STATED EXERCISE — Reproduce every line of the items below, requests included, and shift each coordinate in the answers by adding 116 to it. Leave any numbers in the requests or their format samples unchanged.

Location labeling records —
☆ ☆ ☆ ☆

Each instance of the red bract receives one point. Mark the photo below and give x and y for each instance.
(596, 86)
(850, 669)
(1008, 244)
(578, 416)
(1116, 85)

☆ ☆ ☆ ☆

FINISHED ANSWER —
Each instance of the red bract receives one point. Mark the photo below and give x and y for each instance.
(712, 202)
(966, 785)
(1124, 360)
(694, 532)
(1232, 201)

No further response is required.